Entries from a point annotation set

====

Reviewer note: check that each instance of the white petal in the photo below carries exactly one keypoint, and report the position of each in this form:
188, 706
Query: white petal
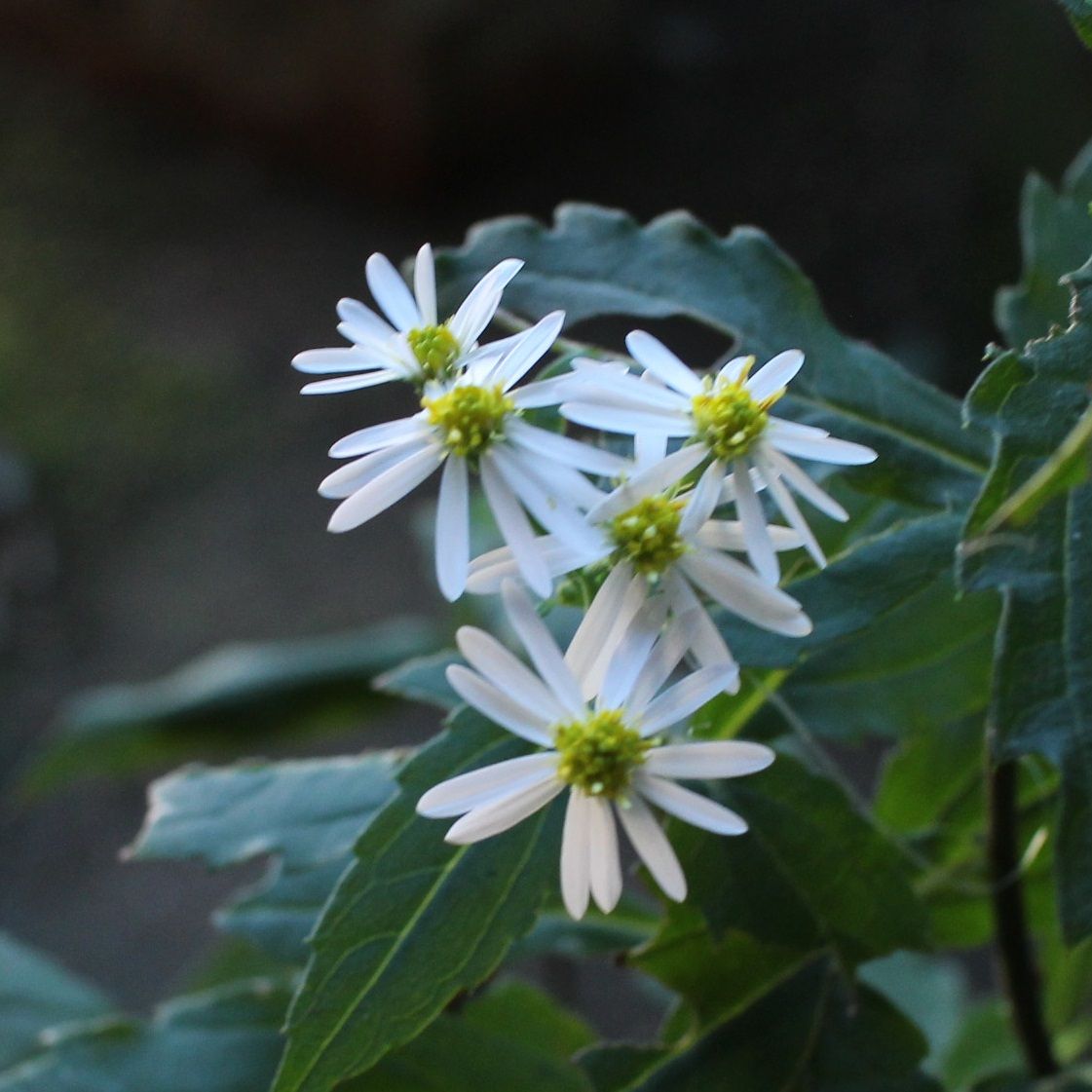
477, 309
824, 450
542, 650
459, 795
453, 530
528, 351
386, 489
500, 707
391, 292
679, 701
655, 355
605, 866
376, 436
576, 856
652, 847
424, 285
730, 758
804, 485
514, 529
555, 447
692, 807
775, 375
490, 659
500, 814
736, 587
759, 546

====

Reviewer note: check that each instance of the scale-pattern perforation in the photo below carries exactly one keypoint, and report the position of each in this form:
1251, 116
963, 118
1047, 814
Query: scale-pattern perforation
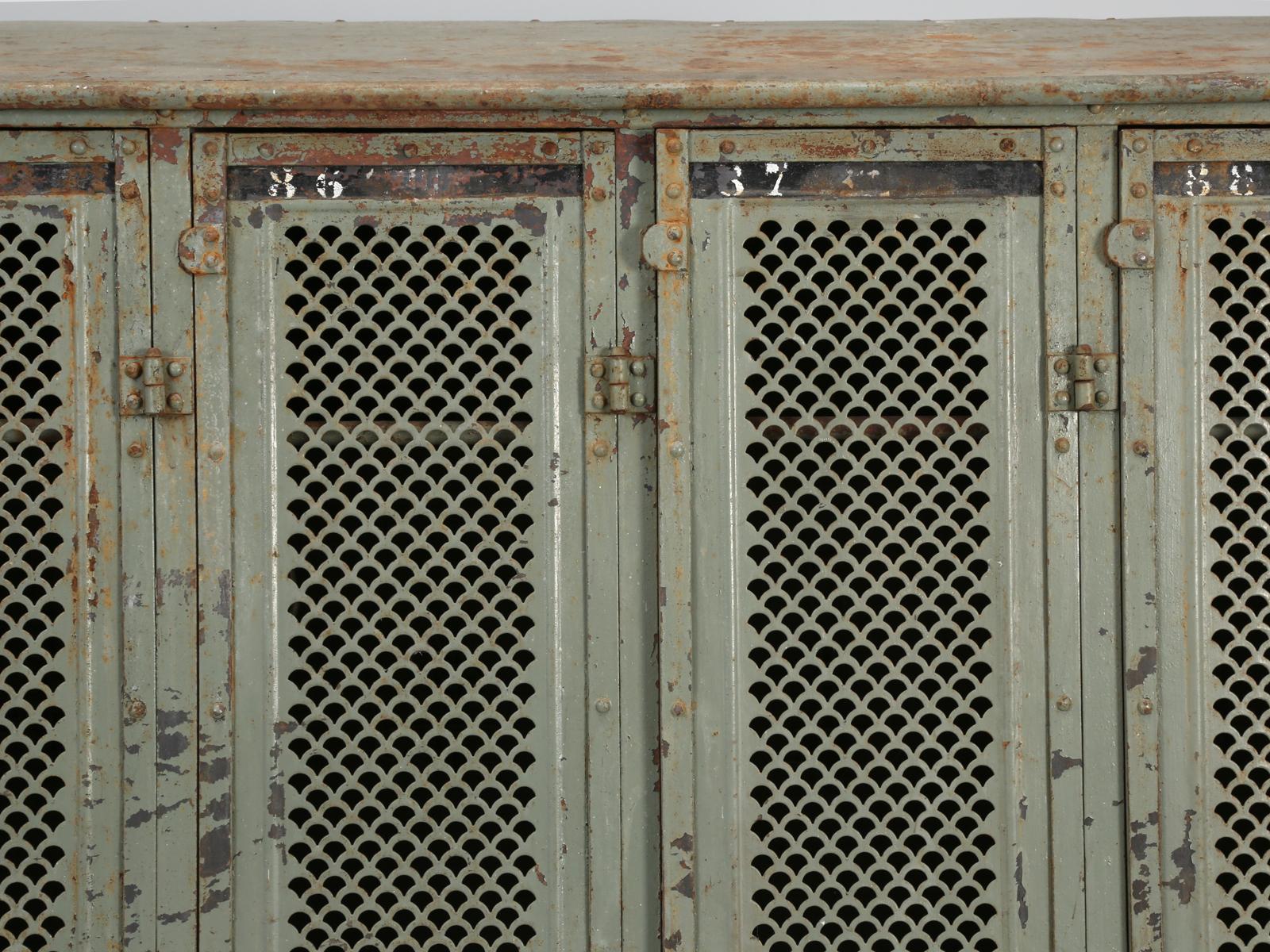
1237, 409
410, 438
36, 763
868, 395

====

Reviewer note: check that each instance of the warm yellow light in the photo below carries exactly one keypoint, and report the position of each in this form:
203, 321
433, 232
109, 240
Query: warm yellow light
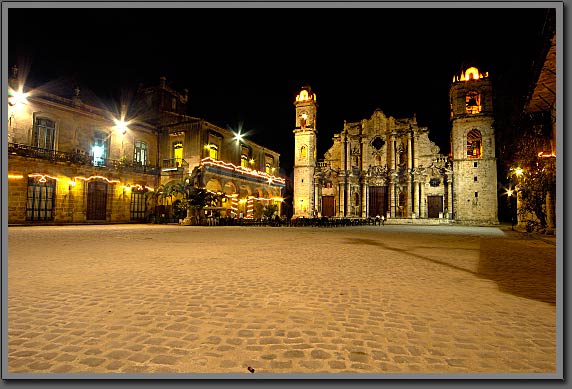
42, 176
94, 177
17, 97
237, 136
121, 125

====

Pick out every line in the records above that contains the word "check".

Answer to the task:
Reviewer note: check that each instance of the white petal in the photo below carries exactly one keypoint, and report the position of each in this form:
Reviewer note: check that each instance of the scale-pattern perforation in the photo below carries exactly one keypoint, and report the position of each in this form:
Reviewer note: check that each instance of the warm yellow light in the photo below carries exactly one keypoint, and report the position of each in this form:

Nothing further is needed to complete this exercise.